(Saved entries)
>>>

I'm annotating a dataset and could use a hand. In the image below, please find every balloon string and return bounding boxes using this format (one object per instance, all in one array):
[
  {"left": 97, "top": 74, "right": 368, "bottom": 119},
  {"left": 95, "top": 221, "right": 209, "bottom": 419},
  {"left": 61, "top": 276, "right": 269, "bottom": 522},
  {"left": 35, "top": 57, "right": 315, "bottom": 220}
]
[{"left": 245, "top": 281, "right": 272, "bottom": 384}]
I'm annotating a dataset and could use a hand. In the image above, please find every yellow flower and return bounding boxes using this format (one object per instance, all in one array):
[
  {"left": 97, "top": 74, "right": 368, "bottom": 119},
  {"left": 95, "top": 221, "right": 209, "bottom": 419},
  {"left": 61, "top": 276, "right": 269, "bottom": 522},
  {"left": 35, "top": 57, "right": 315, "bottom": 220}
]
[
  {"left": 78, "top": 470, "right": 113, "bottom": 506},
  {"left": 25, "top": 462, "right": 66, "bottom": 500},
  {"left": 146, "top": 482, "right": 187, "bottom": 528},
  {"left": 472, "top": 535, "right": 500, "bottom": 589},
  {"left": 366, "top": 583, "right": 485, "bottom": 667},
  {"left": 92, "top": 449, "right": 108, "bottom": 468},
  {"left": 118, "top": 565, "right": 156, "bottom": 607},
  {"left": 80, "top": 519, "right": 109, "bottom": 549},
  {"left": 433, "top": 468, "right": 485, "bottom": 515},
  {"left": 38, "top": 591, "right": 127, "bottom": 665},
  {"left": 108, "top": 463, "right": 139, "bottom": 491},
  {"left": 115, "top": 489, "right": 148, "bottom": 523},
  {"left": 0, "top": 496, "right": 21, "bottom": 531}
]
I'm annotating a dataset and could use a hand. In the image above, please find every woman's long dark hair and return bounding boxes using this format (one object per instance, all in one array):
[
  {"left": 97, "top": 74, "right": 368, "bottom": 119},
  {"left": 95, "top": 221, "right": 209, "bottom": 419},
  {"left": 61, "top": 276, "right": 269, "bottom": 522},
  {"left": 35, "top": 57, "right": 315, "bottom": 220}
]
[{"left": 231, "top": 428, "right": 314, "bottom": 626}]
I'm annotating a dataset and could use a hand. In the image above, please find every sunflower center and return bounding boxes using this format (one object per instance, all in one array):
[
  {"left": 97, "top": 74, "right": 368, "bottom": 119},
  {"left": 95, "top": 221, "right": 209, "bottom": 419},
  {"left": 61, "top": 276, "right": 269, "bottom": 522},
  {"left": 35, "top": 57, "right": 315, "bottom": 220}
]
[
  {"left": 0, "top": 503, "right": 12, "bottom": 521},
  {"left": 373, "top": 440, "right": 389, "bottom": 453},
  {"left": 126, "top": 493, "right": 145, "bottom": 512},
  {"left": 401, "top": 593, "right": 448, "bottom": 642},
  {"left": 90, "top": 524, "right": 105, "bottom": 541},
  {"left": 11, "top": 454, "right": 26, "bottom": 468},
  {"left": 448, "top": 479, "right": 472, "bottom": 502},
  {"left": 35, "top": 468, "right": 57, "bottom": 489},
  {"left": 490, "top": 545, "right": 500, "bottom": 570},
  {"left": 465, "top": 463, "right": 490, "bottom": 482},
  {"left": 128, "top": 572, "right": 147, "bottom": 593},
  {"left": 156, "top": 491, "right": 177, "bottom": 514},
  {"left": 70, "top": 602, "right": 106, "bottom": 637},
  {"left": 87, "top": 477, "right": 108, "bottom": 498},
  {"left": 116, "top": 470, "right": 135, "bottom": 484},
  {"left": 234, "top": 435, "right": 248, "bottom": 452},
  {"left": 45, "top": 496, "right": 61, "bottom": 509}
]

<<<

## What to do
Pick out every line of the rows above that contains the string "long", and copy each one. Case counts.

## Solution to this problem
I'm annotating a dataset and could use a hand. In the image above, please find every woman's long dark hair and return bounding boxes using this format (one object per instance, all in one array):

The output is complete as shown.